EXERCISE PROMPT —
Copy the text of the records below verbatim, line for line, and leave out the pictures.
** Begin SUPPLIED DATA **
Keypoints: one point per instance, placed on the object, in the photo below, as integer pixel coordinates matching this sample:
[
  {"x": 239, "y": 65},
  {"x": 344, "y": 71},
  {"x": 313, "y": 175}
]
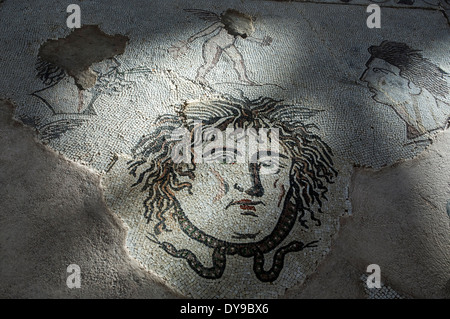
** End SUPPLIED DATA **
REPLY TO THE TASK —
Keypoints: one point per instance, placed on the object, in the photo below, as integer pixel coordinates matching this sample:
[
  {"x": 239, "y": 65},
  {"x": 344, "y": 71},
  {"x": 313, "y": 175}
]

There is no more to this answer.